THE PROBLEM: Using the records that appear below, write out exactly the lines from the one with "Point to the sea foam." through the one with "Point to the mountain range.", keeping both end lines.

DATA FOR THIS EXERCISE:
- - - - -
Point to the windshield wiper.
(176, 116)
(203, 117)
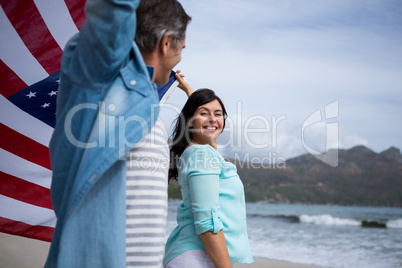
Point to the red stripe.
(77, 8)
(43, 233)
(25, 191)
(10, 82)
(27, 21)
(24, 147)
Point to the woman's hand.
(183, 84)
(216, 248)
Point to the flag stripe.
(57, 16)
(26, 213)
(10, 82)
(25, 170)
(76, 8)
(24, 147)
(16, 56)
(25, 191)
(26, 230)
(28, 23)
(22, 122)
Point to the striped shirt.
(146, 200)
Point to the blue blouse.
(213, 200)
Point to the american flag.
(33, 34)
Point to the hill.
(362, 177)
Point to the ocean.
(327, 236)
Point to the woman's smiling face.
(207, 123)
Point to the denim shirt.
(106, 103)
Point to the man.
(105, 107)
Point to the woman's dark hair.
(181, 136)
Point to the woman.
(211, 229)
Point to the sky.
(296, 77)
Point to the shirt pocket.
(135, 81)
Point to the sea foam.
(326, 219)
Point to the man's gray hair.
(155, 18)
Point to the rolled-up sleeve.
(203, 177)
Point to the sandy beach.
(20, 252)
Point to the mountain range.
- - - - -
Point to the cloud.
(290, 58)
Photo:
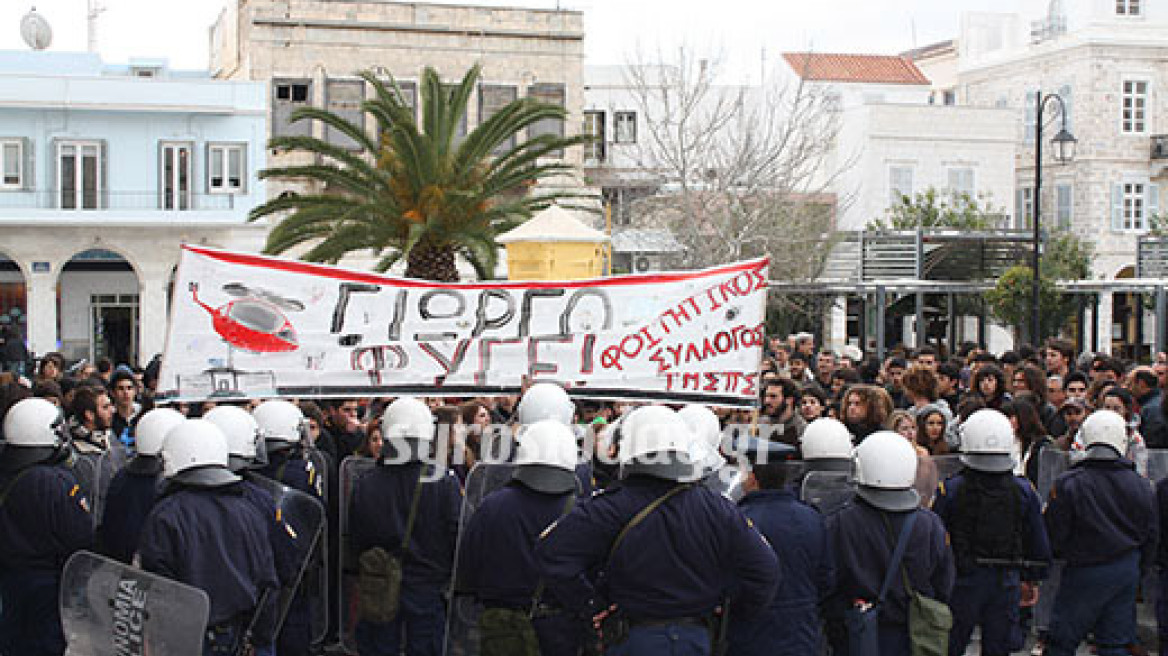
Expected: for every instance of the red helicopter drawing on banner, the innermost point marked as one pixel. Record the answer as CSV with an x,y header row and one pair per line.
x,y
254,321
- - - - -
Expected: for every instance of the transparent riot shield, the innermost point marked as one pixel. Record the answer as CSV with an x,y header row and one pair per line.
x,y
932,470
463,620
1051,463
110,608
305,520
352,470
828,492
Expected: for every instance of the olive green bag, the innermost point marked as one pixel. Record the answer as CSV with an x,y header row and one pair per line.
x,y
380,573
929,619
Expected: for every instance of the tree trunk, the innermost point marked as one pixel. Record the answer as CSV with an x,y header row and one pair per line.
- - - - -
REPLY TO THE TASK:
Point to the sea foam.
(326, 219)
Point to the man's gray hair.
(155, 18)
Point to the rolled-up sleeve.
(203, 177)
Point to the sandy beach.
(20, 252)
Point to the mountain range.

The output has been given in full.